◆ **What you should do**
Continue the news report on the Supreme Court's ruling in the dispute between Amazon and Future Retail, picking up after its final sentence.

◆ **Supplied text**
◇ ◇ ◇ ◇

In a huge win for e-commerce giant Amazon in the tussle against Future Retail, the Supreme Court on Friday held that Singapore's Emergency Arbitrator (EA) order is enforceable. The apex court pronounced the verdict on Amazon's pleas against the merger of Future Retail Ltd (FRL) with Reliance Retail and held the EA award, restraining the Rs 24,731 crore deal.
A Bench of Justices RF Nariman and BR Gavai had reserved the verdict on July 29 after hearing a battery of lawyers including senior advocates Harish Salve and Gopal Subramanium, appearing for FRL and Amazon respectively.
The judgement addressed the limited issue of enforceability of the Emergency Arbitrator’s order and it does not address not the merits of the disputes.
FRL is advised that it has remedies available in the law, which it will exercise. The Arbitral Tribunal has concluded hearings on the questions -- (i) whether the interim award of the EA should continue and (ii) whether FRL is at all a party in the Arbitration proceedings. The decision of Arbitral Tribunal is awaited. FRL intends to pursue all available avenues to conclude the deal to protect the interests of its stakeholders and workforce.
Amazon has released a statement saying, “We welcome the verdict of the Hon’ble Supreme Court of India upholding the Emergency Arbitrator’s award. We hope that this will hasten a resolution of this dispute with Future Group.”
The verdict comes nearly a year after Reliance Retail announced that it will be buying Future Group's retail, wholesale, logistics and warehousing business by way of a slump sale for Rs 24,713 crore in August 2020.

◇ ◇ ◇ ◇

◆ **Record set**
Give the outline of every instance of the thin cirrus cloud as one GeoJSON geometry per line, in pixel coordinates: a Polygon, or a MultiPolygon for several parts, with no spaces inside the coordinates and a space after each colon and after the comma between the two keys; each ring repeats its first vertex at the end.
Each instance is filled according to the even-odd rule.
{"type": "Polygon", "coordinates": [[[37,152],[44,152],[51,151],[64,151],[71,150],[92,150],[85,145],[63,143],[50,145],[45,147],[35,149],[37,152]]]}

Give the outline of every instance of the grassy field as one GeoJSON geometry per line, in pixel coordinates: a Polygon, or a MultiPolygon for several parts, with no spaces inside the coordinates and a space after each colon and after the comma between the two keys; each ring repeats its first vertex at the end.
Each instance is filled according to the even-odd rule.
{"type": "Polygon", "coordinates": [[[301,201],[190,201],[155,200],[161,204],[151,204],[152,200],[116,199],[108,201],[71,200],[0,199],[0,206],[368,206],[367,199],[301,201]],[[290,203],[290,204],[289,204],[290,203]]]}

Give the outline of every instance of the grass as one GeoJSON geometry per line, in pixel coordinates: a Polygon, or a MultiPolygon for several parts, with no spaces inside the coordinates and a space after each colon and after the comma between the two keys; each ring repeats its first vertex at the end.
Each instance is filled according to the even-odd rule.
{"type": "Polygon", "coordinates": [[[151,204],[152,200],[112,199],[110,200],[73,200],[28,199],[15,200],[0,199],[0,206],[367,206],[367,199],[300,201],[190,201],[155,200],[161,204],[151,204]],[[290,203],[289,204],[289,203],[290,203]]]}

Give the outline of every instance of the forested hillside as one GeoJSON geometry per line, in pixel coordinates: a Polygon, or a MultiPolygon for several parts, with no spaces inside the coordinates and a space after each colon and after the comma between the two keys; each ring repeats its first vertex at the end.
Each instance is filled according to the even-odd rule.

◇ ◇ ◇ ◇

◆ **Written answer**
In August 2019, Amazon had picked up a 49 percent stake in Future Coupons for Rs 1,500 crore. Future Coupons held a 9.8 percent stake in FRL and Amazon has a 49 percent stake in Future Coupons. So this gave Amazon an indirect holding of 4.82 percent in FRL. The deal also gave Amazon a call option, allowing it to buy a partial or controlling stake in Future Retail, starting three years from the deal, up to 10 years, subject to prevalent FDI norms at the time.
Having an interest in Future Retail, Amazon took objection to the deal and approached the Singapore International Arbitration Center (SIAC) in October 2020. It won an interim award in its favour with the Emergency Arbitrator halting the Future Retail-Reliance Retail deal.
Following this, Future Retail moved the Delhi High Court alleging interference by Amazon in the deal.
Amazon had also argued that its deal with Future Coupons barred the company from entering into share sale agreements with 15 companies including Reliance, Walmart, Google, Paytm, Swiggy, Alibaba, SoftBank, Zomato among others.
At the SIAC, and through the Delhi HC hearings, FRL maintained that it was not a party to the deal with Future Coupons and Amazon. The legal tussle in the Delhi High Court continued with a single-judge bench refusing to stay the deal and the order was challenged by Amazon in the High Court. Thereafter, a single bench ordered a status quo but it was contested by Future Retail, with a division bench lifting the status quo.
Meanwhile, the deal received a nod from CCI, SEBI, and the stock exchanges.
Subsequently, Amazon moved the Supreme Court alleging Future Retail was in breach of contract by entering into a deal with Reliance Retail. Following this, a three-member panel at the SIAC, too, heard arguments from Future Retail and Amazon in July.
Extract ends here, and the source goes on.